TO BE DONE: Transcribe word for word the lines spanning the line with "If you could locate the chrome towel" through the end of the records.

Records from a point labeling set:
━━━━━━━━━━━━━━━━━━━━

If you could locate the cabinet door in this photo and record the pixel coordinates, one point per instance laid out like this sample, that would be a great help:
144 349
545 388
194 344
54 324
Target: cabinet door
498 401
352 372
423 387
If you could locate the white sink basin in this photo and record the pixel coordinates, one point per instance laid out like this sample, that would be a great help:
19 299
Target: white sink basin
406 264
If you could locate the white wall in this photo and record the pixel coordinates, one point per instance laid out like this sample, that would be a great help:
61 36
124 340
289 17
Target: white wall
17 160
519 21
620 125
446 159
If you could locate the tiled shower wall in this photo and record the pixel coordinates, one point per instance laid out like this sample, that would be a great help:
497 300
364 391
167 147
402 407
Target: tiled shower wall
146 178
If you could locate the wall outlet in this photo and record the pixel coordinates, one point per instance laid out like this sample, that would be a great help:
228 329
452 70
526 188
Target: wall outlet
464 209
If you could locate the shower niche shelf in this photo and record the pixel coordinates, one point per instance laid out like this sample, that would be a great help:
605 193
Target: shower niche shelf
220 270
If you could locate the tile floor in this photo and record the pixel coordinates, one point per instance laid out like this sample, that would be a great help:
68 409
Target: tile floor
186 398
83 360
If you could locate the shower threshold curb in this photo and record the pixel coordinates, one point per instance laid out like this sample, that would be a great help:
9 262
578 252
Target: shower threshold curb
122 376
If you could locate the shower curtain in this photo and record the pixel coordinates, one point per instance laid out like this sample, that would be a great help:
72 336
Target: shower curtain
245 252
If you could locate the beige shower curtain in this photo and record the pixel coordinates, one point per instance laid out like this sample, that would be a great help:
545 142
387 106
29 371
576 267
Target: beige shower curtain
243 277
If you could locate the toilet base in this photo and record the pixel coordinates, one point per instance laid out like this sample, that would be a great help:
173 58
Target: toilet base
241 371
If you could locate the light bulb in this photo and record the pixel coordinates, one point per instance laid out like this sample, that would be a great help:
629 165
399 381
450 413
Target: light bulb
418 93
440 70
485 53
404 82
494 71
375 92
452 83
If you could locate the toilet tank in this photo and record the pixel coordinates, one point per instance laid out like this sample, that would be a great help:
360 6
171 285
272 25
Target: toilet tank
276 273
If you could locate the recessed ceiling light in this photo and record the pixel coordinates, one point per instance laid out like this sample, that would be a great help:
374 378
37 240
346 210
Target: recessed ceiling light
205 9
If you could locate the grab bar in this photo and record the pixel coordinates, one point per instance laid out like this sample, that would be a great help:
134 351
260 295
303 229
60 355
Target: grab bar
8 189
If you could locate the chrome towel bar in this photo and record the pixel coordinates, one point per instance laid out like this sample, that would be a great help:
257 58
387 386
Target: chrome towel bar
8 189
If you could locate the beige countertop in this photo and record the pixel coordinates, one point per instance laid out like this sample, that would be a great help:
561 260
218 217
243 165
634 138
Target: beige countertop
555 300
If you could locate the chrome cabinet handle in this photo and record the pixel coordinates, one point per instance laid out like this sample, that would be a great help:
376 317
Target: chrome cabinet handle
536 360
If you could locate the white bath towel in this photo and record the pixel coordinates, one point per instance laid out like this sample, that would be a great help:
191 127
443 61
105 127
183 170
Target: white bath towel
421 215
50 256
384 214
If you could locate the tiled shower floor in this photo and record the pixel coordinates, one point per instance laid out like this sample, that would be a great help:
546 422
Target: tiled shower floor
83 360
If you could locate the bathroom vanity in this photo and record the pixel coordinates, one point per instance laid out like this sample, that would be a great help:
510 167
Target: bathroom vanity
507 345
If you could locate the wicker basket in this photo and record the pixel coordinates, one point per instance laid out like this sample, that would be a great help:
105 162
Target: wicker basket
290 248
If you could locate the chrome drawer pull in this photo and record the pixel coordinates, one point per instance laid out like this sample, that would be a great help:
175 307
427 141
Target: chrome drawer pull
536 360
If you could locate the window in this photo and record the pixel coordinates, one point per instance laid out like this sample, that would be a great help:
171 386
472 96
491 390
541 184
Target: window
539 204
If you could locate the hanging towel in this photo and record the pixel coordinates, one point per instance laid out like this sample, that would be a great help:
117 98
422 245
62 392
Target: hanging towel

━━━━━━━━━━━━━━━━━━━━

SOLUTION TO THIS EXERCISE:
If you could locate the chrome towel bar in this photo and record the pixel coordinates, one point per instance laid out like this sample, that would be a great help:
257 58
387 386
Target: chrome towel bar
8 189
If you could locate the beige countertop in this photo and record the pixel coordinates, one point per instance laid out like this sample, that would be a great help:
561 260
218 217
243 165
634 138
Target: beige countertop
555 300
If you could locate the chrome cabinet handle in this photo and record the pixel coordinates, one point per instance laid out like this sample, that would be a great help:
376 317
Target: chrome cabinet handle
536 360
If you could locate the white bath towel in this photo and record the pixel coordinates, one point per instance laid out like this sample, that would be a great help:
191 127
443 61
105 127
183 170
Target: white bath towel
421 215
50 256
384 214
If you could locate the tiled shower floor in this photo and record the pixel coordinates, one point per instance laid out like this sample, that would be a great help:
546 422
Target: tiled shower floor
83 360
If you could locate the bathroom vanity in this photo and record the pixel coordinates, one point per instance laid out like this sample, that would be a great help:
510 167
Target: bathroom vanity
507 345
If you could locate the wicker basket in this photo and record the pixel coordinates, one point per instance laid out like this sample, that would be a great help:
105 162
Target: wicker basket
290 248
If you could locate the chrome drawer pull in this photo and record the pixel coordinates, one point per instance laid out like this sample, that would be a great help:
175 307
427 141
Target: chrome drawer pull
536 360
If you could locate the window in this photo and record the pixel coordinates, one point per instance laid out like this sample, that would be a great help:
171 386
472 96
491 390
541 184
Target: window
539 204
If you could locate the hanging towel in this photo and record the pixel coordinates, one point per instance laid out like this sample, that would be a great help:
117 98
422 245
62 392
Target: hanging towel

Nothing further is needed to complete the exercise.